Format the material, from the line containing "of the blurred" through the end, as a JSON list of strings with one string per line and no blank lines. Leave the pictures out.

::: Data for the task

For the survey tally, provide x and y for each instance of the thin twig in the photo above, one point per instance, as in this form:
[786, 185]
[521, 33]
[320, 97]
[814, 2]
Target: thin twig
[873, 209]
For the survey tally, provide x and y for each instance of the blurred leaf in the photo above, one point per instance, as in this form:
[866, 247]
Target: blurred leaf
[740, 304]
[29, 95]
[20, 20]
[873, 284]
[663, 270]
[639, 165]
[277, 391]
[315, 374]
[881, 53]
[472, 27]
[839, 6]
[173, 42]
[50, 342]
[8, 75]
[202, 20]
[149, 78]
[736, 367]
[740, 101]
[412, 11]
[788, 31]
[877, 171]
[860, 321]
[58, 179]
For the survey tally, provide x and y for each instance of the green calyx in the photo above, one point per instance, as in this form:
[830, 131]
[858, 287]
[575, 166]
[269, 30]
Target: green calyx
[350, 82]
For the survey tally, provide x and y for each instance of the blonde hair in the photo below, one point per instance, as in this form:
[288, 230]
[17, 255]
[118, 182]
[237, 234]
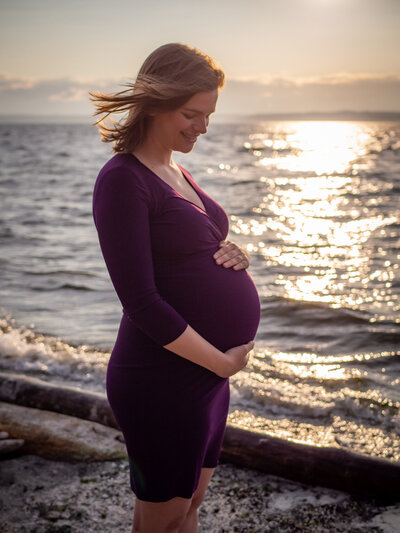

::::::

**Written answer**:
[
  "For the survey tally, provide x and y for each instance of the blurred leaf in the photo above, one point per instance, as in this form:",
  "[866, 247]",
  "Target: blurred leaf",
  "[740, 304]",
  "[29, 95]",
  "[20, 20]",
  "[873, 284]",
  "[663, 270]",
  "[639, 165]",
  "[277, 391]",
  "[315, 374]",
  "[881, 53]",
  "[472, 27]",
  "[839, 6]",
  "[173, 42]",
  "[50, 342]",
  "[8, 75]",
  "[202, 20]",
  "[149, 78]",
  "[736, 367]",
  "[740, 101]",
  "[412, 11]",
  "[788, 31]",
  "[877, 171]",
  "[860, 321]",
  "[58, 179]",
  "For the survey tally, provide x and y for each instance of the green calyx in the photo above, one point per instance, as in this form:",
  "[830, 131]",
  "[858, 287]",
  "[575, 166]",
  "[269, 30]",
  "Target: green calyx",
  "[350, 82]",
  "For the survey tally, provide x and y for each instance of the blonde hair in the photo below, one point per instance, as in this form:",
  "[288, 230]",
  "[17, 255]",
  "[118, 182]",
  "[237, 234]"
]